[Entries from an annotation dataset]

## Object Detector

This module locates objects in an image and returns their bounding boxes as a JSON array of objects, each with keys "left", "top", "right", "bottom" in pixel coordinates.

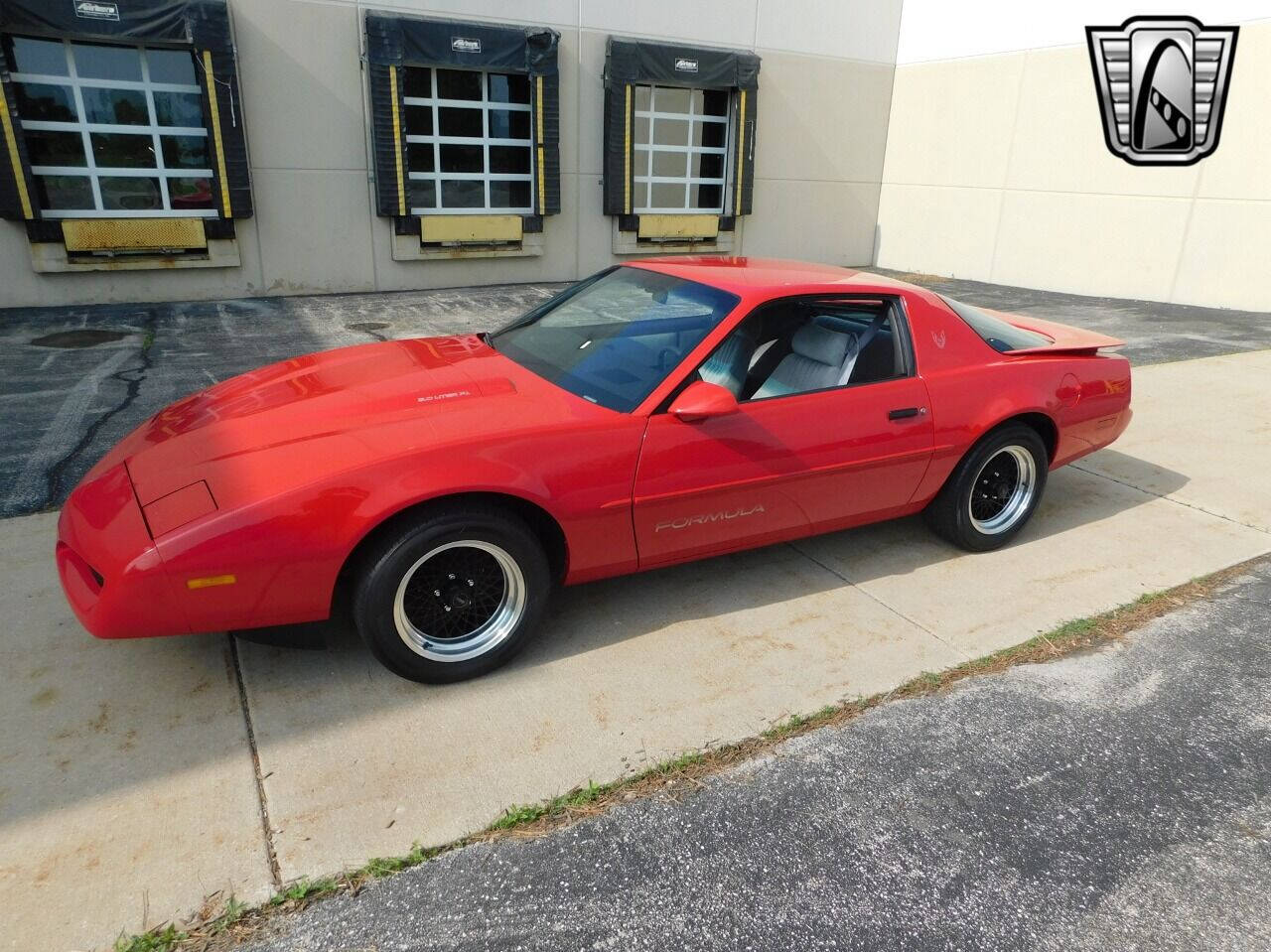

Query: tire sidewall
[
  {"left": 945, "top": 425, "right": 1050, "bottom": 552},
  {"left": 353, "top": 513, "right": 552, "bottom": 684}
]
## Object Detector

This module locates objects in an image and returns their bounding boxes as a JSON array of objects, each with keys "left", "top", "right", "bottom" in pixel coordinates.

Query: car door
[{"left": 633, "top": 301, "right": 934, "bottom": 567}]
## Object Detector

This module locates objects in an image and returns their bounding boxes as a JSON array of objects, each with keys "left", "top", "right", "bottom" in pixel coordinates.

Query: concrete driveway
[{"left": 0, "top": 273, "right": 1271, "bottom": 949}]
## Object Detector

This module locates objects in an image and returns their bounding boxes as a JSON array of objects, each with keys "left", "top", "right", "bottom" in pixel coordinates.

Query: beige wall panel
[
  {"left": 253, "top": 169, "right": 375, "bottom": 295},
  {"left": 232, "top": 0, "right": 366, "bottom": 169},
  {"left": 884, "top": 54, "right": 1027, "bottom": 187},
  {"left": 0, "top": 220, "right": 263, "bottom": 308},
  {"left": 581, "top": 0, "right": 759, "bottom": 47},
  {"left": 755, "top": 54, "right": 893, "bottom": 182},
  {"left": 743, "top": 178, "right": 878, "bottom": 264},
  {"left": 368, "top": 0, "right": 578, "bottom": 28},
  {"left": 1198, "top": 23, "right": 1271, "bottom": 201},
  {"left": 1171, "top": 200, "right": 1271, "bottom": 310},
  {"left": 991, "top": 192, "right": 1190, "bottom": 301},
  {"left": 755, "top": 0, "right": 902, "bottom": 64},
  {"left": 875, "top": 183, "right": 1002, "bottom": 280},
  {"left": 1001, "top": 46, "right": 1200, "bottom": 197}
]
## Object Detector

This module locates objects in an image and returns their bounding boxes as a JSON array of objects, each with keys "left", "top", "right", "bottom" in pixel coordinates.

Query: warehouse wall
[
  {"left": 0, "top": 0, "right": 902, "bottom": 307},
  {"left": 876, "top": 0, "right": 1271, "bottom": 310}
]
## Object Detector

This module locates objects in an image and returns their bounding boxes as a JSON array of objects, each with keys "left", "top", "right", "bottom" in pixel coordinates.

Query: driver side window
[{"left": 698, "top": 300, "right": 907, "bottom": 402}]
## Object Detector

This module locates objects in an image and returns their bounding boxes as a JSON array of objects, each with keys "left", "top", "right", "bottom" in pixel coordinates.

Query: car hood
[{"left": 109, "top": 336, "right": 608, "bottom": 509}]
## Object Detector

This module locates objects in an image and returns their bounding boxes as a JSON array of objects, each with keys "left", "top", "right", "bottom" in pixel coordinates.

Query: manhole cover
[{"left": 32, "top": 330, "right": 128, "bottom": 348}]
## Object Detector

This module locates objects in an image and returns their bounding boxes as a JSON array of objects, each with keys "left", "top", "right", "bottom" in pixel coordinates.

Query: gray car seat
[
  {"left": 698, "top": 330, "right": 755, "bottom": 396},
  {"left": 753, "top": 324, "right": 858, "bottom": 400}
]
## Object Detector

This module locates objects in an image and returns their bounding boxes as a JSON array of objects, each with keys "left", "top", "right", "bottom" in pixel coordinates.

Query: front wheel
[
  {"left": 924, "top": 423, "right": 1049, "bottom": 552},
  {"left": 353, "top": 507, "right": 552, "bottom": 684}
]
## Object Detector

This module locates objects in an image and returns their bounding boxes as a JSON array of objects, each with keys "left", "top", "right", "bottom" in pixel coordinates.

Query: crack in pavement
[{"left": 785, "top": 543, "right": 971, "bottom": 661}]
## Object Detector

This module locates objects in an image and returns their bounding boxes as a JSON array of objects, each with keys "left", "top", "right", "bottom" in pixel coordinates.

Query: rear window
[{"left": 941, "top": 298, "right": 1055, "bottom": 353}]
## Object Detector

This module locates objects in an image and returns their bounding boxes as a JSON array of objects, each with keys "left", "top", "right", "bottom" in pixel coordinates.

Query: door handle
[{"left": 887, "top": 407, "right": 926, "bottom": 420}]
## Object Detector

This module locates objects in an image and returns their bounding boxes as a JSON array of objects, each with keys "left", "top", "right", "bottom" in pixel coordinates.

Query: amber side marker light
[{"left": 186, "top": 576, "right": 237, "bottom": 589}]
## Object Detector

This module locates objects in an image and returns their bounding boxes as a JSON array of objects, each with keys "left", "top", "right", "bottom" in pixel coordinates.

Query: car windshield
[
  {"left": 943, "top": 298, "right": 1055, "bottom": 353},
  {"left": 490, "top": 267, "right": 740, "bottom": 413}
]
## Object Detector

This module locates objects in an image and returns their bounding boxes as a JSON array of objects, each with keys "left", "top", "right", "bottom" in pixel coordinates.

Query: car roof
[{"left": 623, "top": 254, "right": 921, "bottom": 296}]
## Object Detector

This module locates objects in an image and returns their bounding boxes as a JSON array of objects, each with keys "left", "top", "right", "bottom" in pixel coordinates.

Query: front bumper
[{"left": 58, "top": 463, "right": 190, "bottom": 638}]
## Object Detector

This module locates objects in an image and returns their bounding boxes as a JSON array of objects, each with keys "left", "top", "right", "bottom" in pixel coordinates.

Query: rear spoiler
[{"left": 990, "top": 312, "right": 1125, "bottom": 357}]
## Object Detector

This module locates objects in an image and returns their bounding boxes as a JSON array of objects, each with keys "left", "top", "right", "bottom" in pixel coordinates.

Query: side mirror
[{"left": 670, "top": 380, "right": 737, "bottom": 423}]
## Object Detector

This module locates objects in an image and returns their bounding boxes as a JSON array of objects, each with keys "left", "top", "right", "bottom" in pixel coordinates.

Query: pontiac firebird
[{"left": 56, "top": 257, "right": 1130, "bottom": 681}]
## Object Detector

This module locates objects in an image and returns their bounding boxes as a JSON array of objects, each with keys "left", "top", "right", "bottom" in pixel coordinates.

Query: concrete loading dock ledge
[{"left": 0, "top": 270, "right": 1271, "bottom": 948}]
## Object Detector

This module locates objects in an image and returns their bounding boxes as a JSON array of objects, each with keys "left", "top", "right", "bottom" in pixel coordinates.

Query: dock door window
[{"left": 632, "top": 85, "right": 732, "bottom": 214}]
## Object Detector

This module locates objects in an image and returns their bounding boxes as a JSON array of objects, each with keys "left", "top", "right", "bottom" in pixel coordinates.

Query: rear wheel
[
  {"left": 353, "top": 507, "right": 552, "bottom": 684},
  {"left": 924, "top": 423, "right": 1049, "bottom": 552}
]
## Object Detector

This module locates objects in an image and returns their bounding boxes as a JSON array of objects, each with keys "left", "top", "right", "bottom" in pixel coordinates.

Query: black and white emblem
[{"left": 1085, "top": 17, "right": 1239, "bottom": 165}]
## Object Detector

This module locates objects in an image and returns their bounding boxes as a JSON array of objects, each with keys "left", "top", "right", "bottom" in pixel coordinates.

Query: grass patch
[{"left": 114, "top": 556, "right": 1244, "bottom": 952}]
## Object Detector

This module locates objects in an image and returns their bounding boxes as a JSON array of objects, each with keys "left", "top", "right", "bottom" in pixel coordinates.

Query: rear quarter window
[{"left": 940, "top": 298, "right": 1055, "bottom": 353}]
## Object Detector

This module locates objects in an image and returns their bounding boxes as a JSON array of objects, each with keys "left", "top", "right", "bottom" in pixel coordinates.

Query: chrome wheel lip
[
  {"left": 966, "top": 446, "right": 1037, "bottom": 535},
  {"left": 393, "top": 539, "right": 526, "bottom": 663}
]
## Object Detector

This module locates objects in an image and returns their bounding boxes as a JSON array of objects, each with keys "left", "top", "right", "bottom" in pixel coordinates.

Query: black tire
[
  {"left": 353, "top": 504, "right": 552, "bottom": 684},
  {"left": 922, "top": 423, "right": 1050, "bottom": 552}
]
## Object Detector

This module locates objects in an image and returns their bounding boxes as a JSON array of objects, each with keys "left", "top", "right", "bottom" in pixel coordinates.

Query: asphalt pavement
[{"left": 239, "top": 558, "right": 1271, "bottom": 952}]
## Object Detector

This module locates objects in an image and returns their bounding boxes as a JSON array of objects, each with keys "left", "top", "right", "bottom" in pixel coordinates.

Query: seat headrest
[{"left": 790, "top": 324, "right": 855, "bottom": 367}]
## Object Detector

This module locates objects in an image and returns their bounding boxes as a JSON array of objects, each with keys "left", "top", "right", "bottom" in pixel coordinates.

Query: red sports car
[{"left": 58, "top": 258, "right": 1130, "bottom": 681}]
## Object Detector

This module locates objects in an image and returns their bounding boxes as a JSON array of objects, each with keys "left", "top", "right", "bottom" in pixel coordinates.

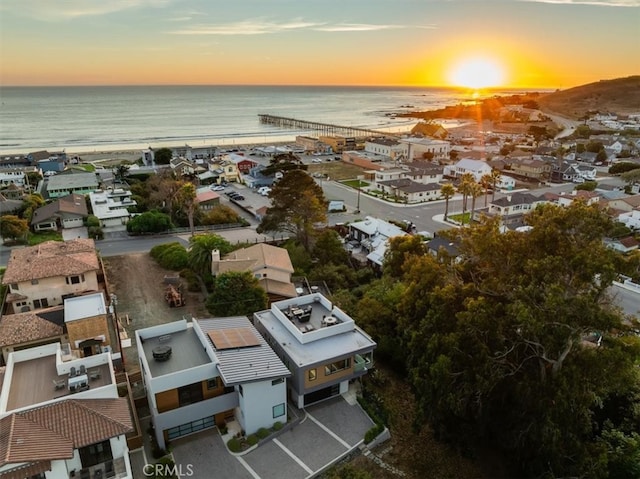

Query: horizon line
[{"left": 0, "top": 83, "right": 560, "bottom": 91}]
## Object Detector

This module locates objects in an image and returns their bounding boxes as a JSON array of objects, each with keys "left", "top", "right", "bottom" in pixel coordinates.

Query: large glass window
[
  {"left": 78, "top": 440, "right": 113, "bottom": 468},
  {"left": 273, "top": 403, "right": 284, "bottom": 419}
]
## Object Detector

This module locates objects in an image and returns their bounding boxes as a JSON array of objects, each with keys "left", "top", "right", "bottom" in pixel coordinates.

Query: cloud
[
  {"left": 0, "top": 0, "right": 172, "bottom": 21},
  {"left": 169, "top": 19, "right": 424, "bottom": 35},
  {"left": 518, "top": 0, "right": 640, "bottom": 7}
]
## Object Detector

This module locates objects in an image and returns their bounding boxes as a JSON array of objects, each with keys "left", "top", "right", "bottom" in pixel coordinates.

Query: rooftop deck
[
  {"left": 142, "top": 328, "right": 211, "bottom": 378},
  {"left": 7, "top": 355, "right": 111, "bottom": 411}
]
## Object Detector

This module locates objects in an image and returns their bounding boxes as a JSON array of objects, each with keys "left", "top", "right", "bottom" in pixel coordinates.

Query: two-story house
[
  {"left": 2, "top": 238, "right": 104, "bottom": 313},
  {"left": 0, "top": 344, "right": 135, "bottom": 479},
  {"left": 136, "top": 316, "right": 291, "bottom": 448},
  {"left": 253, "top": 293, "right": 376, "bottom": 408},
  {"left": 211, "top": 243, "right": 298, "bottom": 301},
  {"left": 31, "top": 194, "right": 89, "bottom": 231}
]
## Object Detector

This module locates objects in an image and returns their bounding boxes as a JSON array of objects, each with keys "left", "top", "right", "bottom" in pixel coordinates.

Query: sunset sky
[{"left": 0, "top": 0, "right": 640, "bottom": 88}]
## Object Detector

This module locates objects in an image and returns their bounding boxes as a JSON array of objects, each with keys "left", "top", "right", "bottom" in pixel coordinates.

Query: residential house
[
  {"left": 400, "top": 137, "right": 451, "bottom": 161},
  {"left": 45, "top": 172, "right": 98, "bottom": 199},
  {"left": 2, "top": 238, "right": 104, "bottom": 312},
  {"left": 376, "top": 179, "right": 441, "bottom": 203},
  {"left": 253, "top": 293, "right": 376, "bottom": 408},
  {"left": 0, "top": 168, "right": 27, "bottom": 187},
  {"left": 169, "top": 157, "right": 196, "bottom": 176},
  {"left": 509, "top": 157, "right": 552, "bottom": 181},
  {"left": 31, "top": 194, "right": 89, "bottom": 231},
  {"left": 349, "top": 216, "right": 407, "bottom": 268},
  {"left": 0, "top": 194, "right": 22, "bottom": 215},
  {"left": 296, "top": 135, "right": 321, "bottom": 153},
  {"left": 483, "top": 192, "right": 544, "bottom": 229},
  {"left": 444, "top": 158, "right": 491, "bottom": 182},
  {"left": 196, "top": 187, "right": 220, "bottom": 212},
  {"left": 364, "top": 138, "right": 409, "bottom": 161},
  {"left": 0, "top": 306, "right": 67, "bottom": 364},
  {"left": 226, "top": 153, "right": 258, "bottom": 174},
  {"left": 411, "top": 121, "right": 449, "bottom": 140},
  {"left": 211, "top": 243, "right": 298, "bottom": 301},
  {"left": 604, "top": 236, "right": 640, "bottom": 254},
  {"left": 89, "top": 188, "right": 137, "bottom": 229},
  {"left": 136, "top": 316, "right": 291, "bottom": 448},
  {"left": 0, "top": 344, "right": 134, "bottom": 479}
]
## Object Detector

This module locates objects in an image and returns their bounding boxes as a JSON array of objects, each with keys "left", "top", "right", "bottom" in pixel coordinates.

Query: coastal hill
[{"left": 537, "top": 75, "right": 640, "bottom": 120}]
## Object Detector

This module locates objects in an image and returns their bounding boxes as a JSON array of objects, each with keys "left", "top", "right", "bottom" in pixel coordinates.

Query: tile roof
[
  {"left": 0, "top": 307, "right": 64, "bottom": 346},
  {"left": 31, "top": 193, "right": 88, "bottom": 225},
  {"left": 193, "top": 316, "right": 291, "bottom": 386},
  {"left": 2, "top": 238, "right": 100, "bottom": 284},
  {"left": 0, "top": 398, "right": 133, "bottom": 466}
]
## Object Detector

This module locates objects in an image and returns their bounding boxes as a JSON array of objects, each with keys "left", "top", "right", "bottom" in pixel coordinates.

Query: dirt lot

■ Work to complete: Please show each line in the data above that contains the string "dock". Matches must have the same case.

■ Response:
Query: concrete loading dock ledge
Query: dock door window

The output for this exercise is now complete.